Opdrachten:
- a) Welke instantie heeft volgens het fragment over de fraudeorregistratie door Reaal de Gedragscode getoetst en goedgekeurd?
- b) Schrijf het fragment over de fraudeorregistratie door Reaal verder, te beginnen na de laatste zin die getoond wordt.

Tekstfragment:
==================================================
Met een verwijzing naar de geldende polisvoorwaarden stelt Reaal gerechtigd te zijn de door haar gestelde fraude van [eiser] te registreren in het tussen verzekeraars gangbare registratiesysteem. Van een vergissing of verschoonbare dwaling van [eiser] is volgens Reaal geen sprake zodat zij de gedane registraties handhaaft.
2.13.
Teneinde de vorderingen te kunnen beoordelen merkt de rechtbank op dat een Opname in (het incidentenregister en) het EVR kan slechts geschieden in overeenstemming met de AVG (Algemene Verordening Gegevensbescherming) en het Protocol (Protocol Incidenten-waarschuwingssysteem Financiële Instellingen). Het Protocol is opgesteld door de aangesloten financiële instellingen - waaronder Reaal - en is te beschouwen als een regeling die voldoende waarborgen biedt voor een verwerking van persoonsgegevens zoals de AVG die voorschrijft. De Nederlandse Vereniging van Banken en het Verbond van Verzekeraars hebben nadere regels opgesteld ter uitwerking van de voorloper van de AVG (Wet bescherming persoonsgegevens) die zijn vastgelegd in de Gedragscode Verwerking Persoonsgegevens Financiële Instellingen (hierna: de Gedragscode). De Gedragscode is door het College Bescherming Persoonsgegevens getoetst en van een goedkeurende verklaring voorzien. In de Gedragscode (artikel 5.5.2) is bepaald dat opname in de na te noemen registers mogelijk is indien wordt voldaan aan de vereisten van het Protocol, waarin voor zover van belang onder meer het navolgende bepaald:
“(…)
==================================================
Aangeleverde gegevens:
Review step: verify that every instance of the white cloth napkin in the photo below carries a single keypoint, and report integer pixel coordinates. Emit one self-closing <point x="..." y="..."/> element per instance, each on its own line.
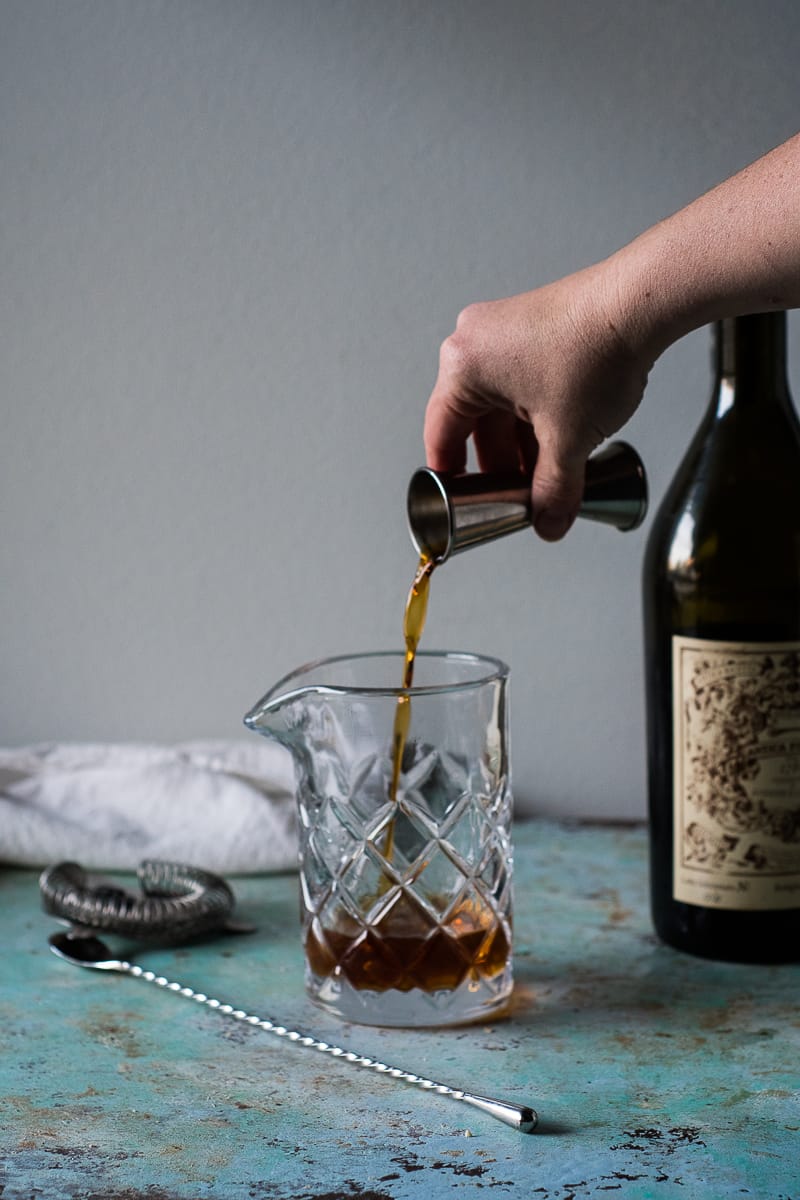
==================================================
Uitgewerkte antwoorden:
- a) Het College Bescherming Persoonsgegevens.

- b)
2. Begripsbepalingen
In dit protocol wordt verstaan onder:
Incident: een gebeurtenis die als gevolg heeft, zou kunnen hebben of heeft gehad dat de belangen, integriteit of veiligheid van de cliënten of medewerkers van een Financiële Instelling, de Financiële Instelling zelf of de financiële sector als geheel in het geding zijn of kunnen zijn, zoals het falsificeren van nota’s, identiteitsfraude, skimming, verduistering in dienstbetrekking, phishing en opzettelijke misleiding.
3.1.
Incidentenregister en Extern Verwijzingsregister
3.1.1.
Iedere Deelnemer heeft een Incidentenregister, waarin door de betreffende Deelnemer gegevens van (rechts)personen worden vastgelegd ten behoeve van het in artikel 4.1.1 Protocol genoemde doel, naar aanleiding van of betrekking hebbend op een (mogelijk) Incident.
(...)
3.1.2.
Aan het Incidentenregister is een Extern Verwijzingsregister gekoppeld.
(...)
4. Incidentenregister
4.1.
Doel Incidentenregister
4.1.1.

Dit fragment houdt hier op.